─── Material for the task ───
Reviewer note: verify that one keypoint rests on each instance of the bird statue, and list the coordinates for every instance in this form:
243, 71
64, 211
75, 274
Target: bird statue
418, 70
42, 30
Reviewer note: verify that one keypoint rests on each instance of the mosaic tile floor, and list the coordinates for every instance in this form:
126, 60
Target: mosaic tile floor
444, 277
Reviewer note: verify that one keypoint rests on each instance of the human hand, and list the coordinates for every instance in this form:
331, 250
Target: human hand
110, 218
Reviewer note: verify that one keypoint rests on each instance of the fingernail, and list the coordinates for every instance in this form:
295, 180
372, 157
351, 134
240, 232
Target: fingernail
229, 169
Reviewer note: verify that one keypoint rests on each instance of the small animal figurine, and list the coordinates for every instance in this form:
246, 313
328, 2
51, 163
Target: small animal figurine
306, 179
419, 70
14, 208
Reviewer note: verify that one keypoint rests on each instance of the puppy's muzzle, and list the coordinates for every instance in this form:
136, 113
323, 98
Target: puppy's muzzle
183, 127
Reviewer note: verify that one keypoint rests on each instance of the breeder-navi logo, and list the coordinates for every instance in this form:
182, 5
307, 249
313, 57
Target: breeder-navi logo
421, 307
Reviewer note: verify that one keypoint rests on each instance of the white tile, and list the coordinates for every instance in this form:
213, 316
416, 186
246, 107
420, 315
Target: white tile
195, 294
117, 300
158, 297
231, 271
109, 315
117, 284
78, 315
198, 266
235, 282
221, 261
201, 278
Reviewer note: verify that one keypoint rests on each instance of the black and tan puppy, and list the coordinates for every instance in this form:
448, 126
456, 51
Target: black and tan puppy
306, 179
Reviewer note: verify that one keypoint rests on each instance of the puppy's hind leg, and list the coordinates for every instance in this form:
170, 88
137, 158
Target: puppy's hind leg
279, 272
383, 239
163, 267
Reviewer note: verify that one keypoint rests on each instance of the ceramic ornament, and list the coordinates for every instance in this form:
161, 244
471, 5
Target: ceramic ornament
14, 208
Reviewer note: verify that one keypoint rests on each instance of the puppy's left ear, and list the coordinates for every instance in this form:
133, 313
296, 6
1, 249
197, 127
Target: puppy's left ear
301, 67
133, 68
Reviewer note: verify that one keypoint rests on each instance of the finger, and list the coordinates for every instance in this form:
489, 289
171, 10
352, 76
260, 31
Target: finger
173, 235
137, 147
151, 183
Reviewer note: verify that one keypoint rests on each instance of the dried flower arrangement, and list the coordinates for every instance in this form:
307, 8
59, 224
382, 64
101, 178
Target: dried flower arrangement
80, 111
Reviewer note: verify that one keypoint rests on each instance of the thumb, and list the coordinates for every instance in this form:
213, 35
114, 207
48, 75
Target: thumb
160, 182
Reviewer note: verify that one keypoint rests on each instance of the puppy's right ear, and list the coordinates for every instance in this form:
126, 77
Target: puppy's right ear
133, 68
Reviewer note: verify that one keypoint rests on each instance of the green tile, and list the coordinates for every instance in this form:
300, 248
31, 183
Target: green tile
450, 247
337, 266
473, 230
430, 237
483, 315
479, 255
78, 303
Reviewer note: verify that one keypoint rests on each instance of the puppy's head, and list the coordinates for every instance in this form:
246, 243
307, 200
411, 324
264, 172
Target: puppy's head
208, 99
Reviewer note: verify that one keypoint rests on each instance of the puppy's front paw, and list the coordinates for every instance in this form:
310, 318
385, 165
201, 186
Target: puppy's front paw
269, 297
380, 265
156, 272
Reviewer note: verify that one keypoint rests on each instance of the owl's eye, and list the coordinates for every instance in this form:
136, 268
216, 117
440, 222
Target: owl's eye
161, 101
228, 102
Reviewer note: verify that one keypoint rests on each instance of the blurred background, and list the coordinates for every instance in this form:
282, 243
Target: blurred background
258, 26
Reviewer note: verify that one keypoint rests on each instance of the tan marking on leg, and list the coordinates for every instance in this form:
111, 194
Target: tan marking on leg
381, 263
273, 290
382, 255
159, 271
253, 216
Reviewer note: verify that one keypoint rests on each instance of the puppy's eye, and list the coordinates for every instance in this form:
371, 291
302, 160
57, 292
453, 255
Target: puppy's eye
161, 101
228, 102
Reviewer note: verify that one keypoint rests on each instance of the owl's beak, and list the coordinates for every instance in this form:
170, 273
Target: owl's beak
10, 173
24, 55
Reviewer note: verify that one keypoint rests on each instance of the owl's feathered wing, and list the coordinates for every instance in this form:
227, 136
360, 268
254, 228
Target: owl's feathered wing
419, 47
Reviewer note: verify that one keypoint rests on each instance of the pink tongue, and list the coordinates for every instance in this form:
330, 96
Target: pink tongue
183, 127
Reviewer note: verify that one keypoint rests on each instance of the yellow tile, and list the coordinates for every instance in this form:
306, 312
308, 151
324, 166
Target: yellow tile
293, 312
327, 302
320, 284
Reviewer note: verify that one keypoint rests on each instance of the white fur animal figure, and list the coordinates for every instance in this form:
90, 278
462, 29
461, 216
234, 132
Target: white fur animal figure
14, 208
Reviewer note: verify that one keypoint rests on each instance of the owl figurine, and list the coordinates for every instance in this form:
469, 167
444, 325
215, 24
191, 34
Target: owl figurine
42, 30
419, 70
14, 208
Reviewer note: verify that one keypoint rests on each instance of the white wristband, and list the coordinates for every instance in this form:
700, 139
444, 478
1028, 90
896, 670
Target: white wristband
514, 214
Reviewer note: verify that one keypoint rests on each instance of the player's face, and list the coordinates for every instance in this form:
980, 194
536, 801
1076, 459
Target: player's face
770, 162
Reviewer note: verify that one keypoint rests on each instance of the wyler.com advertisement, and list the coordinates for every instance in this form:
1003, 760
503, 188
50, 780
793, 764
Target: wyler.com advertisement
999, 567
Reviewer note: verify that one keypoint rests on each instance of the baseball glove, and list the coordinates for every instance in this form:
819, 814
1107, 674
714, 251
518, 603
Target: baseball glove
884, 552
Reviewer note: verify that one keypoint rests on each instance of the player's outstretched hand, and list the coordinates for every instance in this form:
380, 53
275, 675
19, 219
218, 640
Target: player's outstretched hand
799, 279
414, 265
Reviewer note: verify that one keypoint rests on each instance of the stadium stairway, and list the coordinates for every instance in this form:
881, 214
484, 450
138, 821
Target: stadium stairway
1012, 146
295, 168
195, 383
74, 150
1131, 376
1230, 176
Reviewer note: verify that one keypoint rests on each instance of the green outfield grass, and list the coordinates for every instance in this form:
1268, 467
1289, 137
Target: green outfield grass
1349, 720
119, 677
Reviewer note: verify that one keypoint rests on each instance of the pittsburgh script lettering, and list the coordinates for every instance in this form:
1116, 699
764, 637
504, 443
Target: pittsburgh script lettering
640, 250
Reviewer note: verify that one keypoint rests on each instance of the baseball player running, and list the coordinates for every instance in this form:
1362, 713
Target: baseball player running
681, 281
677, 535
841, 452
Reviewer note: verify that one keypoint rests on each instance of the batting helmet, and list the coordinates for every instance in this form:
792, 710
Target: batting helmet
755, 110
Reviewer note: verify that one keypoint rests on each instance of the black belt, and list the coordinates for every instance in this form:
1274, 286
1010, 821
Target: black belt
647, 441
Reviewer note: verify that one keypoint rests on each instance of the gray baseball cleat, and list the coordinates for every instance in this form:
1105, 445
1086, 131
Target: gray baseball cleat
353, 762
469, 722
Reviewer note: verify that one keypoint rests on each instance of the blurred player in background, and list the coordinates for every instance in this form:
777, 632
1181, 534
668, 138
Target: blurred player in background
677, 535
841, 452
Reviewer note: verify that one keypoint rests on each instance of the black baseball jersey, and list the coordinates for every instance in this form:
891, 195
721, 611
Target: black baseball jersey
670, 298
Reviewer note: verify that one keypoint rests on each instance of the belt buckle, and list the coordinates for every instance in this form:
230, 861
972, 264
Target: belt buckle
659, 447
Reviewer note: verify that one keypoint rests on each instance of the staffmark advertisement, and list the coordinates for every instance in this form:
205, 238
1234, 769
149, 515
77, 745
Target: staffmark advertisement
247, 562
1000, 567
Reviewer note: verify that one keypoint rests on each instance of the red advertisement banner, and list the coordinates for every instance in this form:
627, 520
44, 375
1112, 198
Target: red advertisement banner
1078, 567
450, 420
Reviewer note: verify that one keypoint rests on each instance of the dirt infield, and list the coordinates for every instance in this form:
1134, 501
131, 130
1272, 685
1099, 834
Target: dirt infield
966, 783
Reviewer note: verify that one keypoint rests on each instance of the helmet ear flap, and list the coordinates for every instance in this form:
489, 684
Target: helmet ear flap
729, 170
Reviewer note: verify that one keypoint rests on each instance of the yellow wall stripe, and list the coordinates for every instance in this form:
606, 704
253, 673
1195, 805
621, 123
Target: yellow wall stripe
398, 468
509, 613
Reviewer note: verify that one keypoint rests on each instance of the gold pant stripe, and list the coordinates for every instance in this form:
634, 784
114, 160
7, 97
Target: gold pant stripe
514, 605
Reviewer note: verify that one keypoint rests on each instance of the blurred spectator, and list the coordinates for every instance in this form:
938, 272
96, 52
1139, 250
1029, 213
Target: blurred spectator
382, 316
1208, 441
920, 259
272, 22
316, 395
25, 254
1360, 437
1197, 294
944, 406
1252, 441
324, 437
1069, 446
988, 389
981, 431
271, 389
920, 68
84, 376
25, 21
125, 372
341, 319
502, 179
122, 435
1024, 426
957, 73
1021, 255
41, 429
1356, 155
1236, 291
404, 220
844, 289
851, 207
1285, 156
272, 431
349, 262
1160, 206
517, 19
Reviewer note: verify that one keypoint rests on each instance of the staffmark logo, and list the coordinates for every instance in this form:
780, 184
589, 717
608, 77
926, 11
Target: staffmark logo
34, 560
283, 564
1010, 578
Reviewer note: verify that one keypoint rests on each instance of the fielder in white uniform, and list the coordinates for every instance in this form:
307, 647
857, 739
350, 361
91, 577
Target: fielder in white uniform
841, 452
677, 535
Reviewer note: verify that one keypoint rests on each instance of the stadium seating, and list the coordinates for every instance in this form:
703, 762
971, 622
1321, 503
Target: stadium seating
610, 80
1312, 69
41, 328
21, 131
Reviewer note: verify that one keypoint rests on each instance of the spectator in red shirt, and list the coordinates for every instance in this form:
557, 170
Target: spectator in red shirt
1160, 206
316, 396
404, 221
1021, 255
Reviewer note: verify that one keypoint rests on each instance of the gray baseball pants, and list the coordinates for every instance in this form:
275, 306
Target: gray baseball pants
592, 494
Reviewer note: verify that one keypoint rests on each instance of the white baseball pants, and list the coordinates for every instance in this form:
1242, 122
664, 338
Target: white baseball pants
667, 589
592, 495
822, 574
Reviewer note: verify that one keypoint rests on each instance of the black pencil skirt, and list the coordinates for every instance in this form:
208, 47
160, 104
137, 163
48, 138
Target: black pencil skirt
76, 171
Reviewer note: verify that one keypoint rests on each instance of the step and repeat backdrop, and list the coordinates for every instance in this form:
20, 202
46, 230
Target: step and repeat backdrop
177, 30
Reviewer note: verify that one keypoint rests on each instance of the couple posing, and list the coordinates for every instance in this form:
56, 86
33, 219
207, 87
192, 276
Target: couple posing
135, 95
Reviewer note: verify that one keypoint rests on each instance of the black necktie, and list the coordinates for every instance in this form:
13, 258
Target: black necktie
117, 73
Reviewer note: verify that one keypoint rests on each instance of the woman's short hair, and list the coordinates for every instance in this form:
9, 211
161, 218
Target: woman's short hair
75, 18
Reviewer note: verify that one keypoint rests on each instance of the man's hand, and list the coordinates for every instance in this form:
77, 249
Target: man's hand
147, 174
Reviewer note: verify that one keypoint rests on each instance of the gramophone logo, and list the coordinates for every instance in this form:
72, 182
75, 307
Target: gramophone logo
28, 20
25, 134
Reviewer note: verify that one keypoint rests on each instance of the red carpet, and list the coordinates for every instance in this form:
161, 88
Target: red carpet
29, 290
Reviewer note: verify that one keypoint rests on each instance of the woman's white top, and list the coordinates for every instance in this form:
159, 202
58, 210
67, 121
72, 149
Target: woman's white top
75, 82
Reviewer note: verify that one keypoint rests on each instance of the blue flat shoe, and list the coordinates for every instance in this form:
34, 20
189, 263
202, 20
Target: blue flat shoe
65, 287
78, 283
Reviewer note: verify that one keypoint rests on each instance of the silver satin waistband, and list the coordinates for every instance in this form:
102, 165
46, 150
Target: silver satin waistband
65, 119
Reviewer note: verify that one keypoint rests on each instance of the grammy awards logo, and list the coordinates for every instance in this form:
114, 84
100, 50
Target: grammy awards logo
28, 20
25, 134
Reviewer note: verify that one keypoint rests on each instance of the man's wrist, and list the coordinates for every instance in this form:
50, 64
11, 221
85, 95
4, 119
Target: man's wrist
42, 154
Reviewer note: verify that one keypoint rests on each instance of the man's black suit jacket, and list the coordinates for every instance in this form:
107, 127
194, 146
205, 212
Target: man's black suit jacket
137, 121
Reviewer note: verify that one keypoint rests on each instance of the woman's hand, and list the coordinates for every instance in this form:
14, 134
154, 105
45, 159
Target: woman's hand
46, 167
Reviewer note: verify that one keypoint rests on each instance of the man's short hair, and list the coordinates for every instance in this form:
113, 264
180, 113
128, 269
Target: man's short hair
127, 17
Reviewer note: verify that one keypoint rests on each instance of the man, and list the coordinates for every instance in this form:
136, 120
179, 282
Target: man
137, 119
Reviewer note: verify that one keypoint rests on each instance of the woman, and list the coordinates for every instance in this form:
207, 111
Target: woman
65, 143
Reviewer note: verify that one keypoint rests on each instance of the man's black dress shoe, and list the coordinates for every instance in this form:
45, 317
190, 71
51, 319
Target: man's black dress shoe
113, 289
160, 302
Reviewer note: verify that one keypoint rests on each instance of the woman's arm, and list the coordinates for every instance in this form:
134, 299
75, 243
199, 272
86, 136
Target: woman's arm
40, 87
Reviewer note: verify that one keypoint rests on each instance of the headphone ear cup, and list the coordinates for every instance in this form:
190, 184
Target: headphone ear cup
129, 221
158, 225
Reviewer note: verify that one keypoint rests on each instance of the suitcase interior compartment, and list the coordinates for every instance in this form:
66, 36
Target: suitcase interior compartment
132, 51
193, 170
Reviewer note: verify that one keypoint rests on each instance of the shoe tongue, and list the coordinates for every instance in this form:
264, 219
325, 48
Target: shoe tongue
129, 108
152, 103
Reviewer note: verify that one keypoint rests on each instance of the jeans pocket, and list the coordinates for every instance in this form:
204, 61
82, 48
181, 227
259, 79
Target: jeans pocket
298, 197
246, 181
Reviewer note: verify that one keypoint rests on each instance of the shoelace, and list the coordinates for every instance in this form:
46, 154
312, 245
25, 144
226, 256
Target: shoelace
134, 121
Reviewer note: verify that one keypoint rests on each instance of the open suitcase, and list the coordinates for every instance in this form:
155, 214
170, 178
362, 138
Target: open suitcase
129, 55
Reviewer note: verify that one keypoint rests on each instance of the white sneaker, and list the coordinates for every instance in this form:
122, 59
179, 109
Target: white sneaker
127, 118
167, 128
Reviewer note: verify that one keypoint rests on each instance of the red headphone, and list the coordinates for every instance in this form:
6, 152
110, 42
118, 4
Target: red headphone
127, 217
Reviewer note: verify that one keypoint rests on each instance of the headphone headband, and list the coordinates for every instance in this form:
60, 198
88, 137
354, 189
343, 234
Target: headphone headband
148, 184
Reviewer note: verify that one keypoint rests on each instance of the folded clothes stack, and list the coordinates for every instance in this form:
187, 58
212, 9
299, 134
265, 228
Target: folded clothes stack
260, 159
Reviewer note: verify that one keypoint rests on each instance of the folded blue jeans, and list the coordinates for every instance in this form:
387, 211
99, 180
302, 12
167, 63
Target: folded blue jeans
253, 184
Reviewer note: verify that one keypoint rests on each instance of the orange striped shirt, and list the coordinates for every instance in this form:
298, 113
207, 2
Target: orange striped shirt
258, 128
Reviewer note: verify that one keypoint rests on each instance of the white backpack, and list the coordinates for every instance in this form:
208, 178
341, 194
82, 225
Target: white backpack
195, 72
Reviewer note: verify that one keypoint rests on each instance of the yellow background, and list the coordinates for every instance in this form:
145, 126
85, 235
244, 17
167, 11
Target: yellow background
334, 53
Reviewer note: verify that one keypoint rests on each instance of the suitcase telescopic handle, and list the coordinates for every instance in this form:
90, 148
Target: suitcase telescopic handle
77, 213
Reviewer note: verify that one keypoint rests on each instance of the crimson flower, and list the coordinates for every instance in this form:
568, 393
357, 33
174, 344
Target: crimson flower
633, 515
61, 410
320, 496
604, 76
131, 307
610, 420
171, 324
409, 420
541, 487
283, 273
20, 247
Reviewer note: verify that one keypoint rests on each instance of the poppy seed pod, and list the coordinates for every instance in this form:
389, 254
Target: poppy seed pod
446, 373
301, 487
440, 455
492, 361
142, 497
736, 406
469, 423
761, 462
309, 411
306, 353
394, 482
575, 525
───
Objective: Every line from the one holding "of the crimson" through the final line of the listing must be echoed exactly; leave out all other lines.

Reply:
Reviewer note: verify that one keypoint rests on each instance of the crimson flower, and list the coordinates for every instance in this form:
568, 393
357, 33
174, 344
Target: crimson flower
633, 515
61, 410
320, 496
604, 76
131, 307
610, 420
171, 324
409, 420
541, 487
283, 273
20, 247
Reviewer note: verify that one keypoint rests on each instance of the poppy seed pod, and list the coordinates for every instance in this form:
389, 254
Target: poppy seed pod
446, 373
301, 487
440, 455
492, 361
142, 497
736, 406
469, 423
761, 462
309, 411
306, 353
394, 482
575, 525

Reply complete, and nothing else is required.